▶ [DATA EXCERPTS]
#####
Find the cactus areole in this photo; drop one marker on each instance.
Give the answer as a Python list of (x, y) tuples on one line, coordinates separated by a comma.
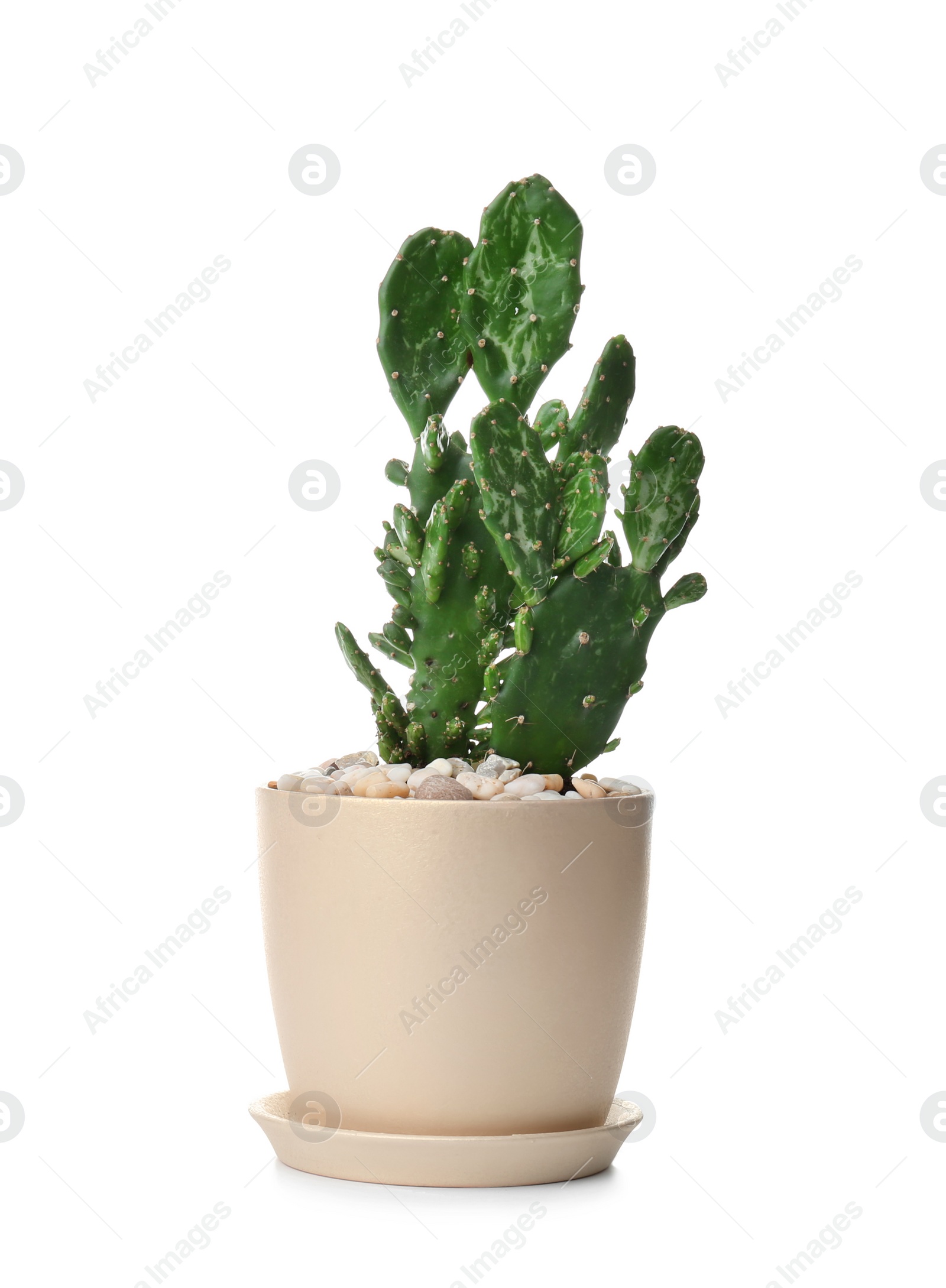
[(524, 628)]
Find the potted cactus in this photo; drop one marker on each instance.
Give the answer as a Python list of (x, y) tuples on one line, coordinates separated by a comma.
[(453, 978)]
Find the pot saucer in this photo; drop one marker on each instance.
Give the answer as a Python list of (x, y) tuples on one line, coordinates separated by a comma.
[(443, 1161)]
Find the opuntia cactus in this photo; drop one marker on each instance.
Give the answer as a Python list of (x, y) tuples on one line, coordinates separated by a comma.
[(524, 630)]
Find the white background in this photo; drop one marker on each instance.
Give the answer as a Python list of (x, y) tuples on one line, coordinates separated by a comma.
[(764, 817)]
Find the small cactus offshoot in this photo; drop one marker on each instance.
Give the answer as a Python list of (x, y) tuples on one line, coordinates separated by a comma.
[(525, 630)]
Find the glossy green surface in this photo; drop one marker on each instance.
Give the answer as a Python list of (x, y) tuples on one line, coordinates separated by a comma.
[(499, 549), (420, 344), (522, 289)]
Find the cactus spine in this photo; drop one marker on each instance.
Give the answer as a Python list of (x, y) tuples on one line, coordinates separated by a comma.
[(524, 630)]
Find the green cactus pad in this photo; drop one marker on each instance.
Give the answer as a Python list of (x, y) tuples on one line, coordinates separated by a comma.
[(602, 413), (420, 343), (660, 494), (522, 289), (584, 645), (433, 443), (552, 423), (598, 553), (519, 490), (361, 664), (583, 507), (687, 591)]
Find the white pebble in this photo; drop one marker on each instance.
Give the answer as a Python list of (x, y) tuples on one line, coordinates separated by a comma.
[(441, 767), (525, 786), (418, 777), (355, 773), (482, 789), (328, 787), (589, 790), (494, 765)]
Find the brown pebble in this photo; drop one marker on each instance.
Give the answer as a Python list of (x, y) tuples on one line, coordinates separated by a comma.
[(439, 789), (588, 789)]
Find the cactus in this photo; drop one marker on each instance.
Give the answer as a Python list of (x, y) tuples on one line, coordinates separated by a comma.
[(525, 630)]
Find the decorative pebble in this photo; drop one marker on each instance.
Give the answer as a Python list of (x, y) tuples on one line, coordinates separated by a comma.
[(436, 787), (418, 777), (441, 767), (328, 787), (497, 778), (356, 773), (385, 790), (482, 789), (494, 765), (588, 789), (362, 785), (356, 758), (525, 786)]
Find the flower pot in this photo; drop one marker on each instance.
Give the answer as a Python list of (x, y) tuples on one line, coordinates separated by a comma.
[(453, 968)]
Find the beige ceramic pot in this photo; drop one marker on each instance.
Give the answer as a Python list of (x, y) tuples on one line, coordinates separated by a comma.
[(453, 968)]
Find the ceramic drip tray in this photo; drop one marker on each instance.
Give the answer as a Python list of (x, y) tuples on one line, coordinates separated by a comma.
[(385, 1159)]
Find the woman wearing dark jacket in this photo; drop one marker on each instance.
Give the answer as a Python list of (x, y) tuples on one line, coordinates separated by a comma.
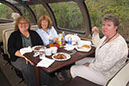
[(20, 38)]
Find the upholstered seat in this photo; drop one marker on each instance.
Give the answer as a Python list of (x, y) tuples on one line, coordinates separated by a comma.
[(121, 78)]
#####
▶ [SET TASK]
Pictures in the records must not appear in the copy; transcribe everything else precisely.

▶ [EXPECTED ANSWER]
Find the cactus areole in this photo; drop one marker on each instance.
Give the answer as a Python list of (x, y) tuples on one line, coordinates separated by a comma.
[(524, 628)]
Find the potted cactus in this photo; drop one marker on each instance.
Give the answer as a Python list of (x, y) tuples on one line, coordinates separated by a comma.
[(453, 978)]
Find the pot saucer in this photo; drop one marker on each instance.
Give the answer as a Python list of (x, y) tuples on one line, coordinates separated by a comma.
[(443, 1161)]
Find the opuntia cactus in this photo; drop one marker on each instance.
Give the answer as a Python list of (x, y) tuples on one line, coordinates separated by a comma.
[(524, 630)]
Find the white background in this photo; drop one marker on each instance.
Give the answer as a Python list of (x, y) tuples on one line, coordinates separated by a comma.
[(764, 817)]
Find the small cactus offshoot in this photo; drop one marker on each instance.
Give the answer as a Python list of (x, y) tuples on one line, coordinates separated by a comma.
[(525, 630)]
Find the glossy green surface in this photo; drop one marker on each instance.
Give the answer as a Python list of (x, y) tuples on one line, coordinates separated by a comma.
[(499, 549), (420, 344), (522, 289)]
Find the cactus spine in this photo; drop one marker on each instance.
Give the answer as a Python list of (x, y) tuples on one line, coordinates separated by a comma.
[(524, 630)]
Find the green cactus pad in this photo; drop one marker on each instance.
Give the answer as a Python list of (x, y) tuples on one line, coordinates separated by a comma.
[(602, 413), (420, 343), (660, 494), (522, 289), (584, 645), (433, 443), (552, 423), (598, 553), (519, 490), (361, 664), (583, 507), (687, 591)]
Find the white pebble in this photo; drop one marker on each instance.
Give the answer as a Python list of (x, y) tuples on one line, coordinates separated by a comma.
[(441, 767), (525, 786), (418, 777), (355, 773), (482, 789), (328, 787), (589, 790), (494, 765)]
Find the brown pebble in this photo; drop one marker on each instance.
Give the answer as a Python list of (x, y) tuples on one line, coordinates separated by a comma.
[(439, 789), (588, 789)]
Find the cactus in this photo; drop one marker on each instance.
Give the answer as a Python list of (x, y) tuples on one line, coordinates separated by a comma.
[(525, 630)]
Find the decorative pebble in this photo; drop one marker on each instance.
Give the answer as a Python list of (x, y) tuples on one line, coordinates separated by a comma.
[(436, 787), (418, 777), (441, 767), (328, 787), (497, 778), (356, 773), (385, 790), (482, 789), (494, 765), (588, 789), (362, 785), (356, 758), (525, 786)]
Find the flower pot in this photo; drop one marker on each instance.
Give the answer as a Python list of (x, y) tuples on one line, coordinates separated by a comma.
[(453, 968)]
Find the beige ceramic pot in this photo; drop one marker on each instance.
Give the answer as a Python list of (x, y) tuples on one line, coordinates separated by a comma.
[(453, 968)]
Find the ceramic drip tray in this photo; drop one marker on each instance.
Give the answer as a Python list of (x, y) tuples on one line, coordinates separated by a comma.
[(385, 1159)]
Find the woman wearing dark jacket in this photo; drop one marker on each instance.
Give the answer as a Python list of (x, y) tuples on one line, coordinates separated by a comma.
[(20, 38)]
Find the upholstered seat in this photo; drop one marker on each instance.
Give the answer as a Python list of (x, y) tuples on one line, coordinates separated by a comma.
[(121, 78)]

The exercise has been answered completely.